### WHAT IS EXPECTED
Can you update the records from the start through the line containing "column 571, row 571" by replacing "tripod" with "stand", changing nothing else, and return only those lines?

### SOURCE RECORDS
-- start --

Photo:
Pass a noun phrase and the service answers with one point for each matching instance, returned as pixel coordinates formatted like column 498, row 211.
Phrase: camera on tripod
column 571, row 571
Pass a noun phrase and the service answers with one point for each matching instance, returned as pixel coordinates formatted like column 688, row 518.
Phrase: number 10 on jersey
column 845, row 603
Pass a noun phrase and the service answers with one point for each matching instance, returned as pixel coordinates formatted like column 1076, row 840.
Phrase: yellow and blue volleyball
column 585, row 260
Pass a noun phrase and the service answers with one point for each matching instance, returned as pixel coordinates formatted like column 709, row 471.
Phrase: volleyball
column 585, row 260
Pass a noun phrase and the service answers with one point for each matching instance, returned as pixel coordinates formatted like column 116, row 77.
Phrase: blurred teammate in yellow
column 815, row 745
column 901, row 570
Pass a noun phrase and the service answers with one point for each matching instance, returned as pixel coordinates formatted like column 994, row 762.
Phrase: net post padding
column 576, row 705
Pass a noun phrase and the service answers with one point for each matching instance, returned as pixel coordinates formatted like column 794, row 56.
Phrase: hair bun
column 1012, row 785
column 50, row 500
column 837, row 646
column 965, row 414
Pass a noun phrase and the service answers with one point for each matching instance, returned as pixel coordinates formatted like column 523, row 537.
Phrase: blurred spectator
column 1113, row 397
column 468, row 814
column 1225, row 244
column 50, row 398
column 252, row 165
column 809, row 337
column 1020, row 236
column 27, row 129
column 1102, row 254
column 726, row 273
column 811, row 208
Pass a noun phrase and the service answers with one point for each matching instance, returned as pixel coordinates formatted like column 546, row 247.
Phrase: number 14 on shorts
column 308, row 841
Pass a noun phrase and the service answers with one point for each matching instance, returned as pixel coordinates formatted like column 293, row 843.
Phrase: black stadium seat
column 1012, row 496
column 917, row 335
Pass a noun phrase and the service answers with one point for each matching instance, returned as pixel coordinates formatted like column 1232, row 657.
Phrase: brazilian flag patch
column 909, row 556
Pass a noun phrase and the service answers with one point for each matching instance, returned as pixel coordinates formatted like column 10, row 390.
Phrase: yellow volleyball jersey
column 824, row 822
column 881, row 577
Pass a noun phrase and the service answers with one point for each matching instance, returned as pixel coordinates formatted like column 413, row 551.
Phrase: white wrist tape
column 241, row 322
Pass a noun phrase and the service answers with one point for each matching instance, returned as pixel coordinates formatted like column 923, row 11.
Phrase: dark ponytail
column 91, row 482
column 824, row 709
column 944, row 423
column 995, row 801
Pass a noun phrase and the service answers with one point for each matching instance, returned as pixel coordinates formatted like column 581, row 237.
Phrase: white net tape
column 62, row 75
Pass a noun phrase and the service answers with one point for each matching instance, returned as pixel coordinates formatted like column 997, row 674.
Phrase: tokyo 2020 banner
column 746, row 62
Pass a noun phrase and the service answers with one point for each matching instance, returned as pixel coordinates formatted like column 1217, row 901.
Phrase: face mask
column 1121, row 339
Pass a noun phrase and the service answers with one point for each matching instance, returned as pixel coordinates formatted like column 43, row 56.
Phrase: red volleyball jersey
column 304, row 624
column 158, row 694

-- end --

### SOLUTION FOR THIS TASK
Photo:
Pass a noun phrase and the service answers with one point for each matching instance, returned as pixel coordinates formatted like column 498, row 211.
Phrase: camera on stand
column 571, row 571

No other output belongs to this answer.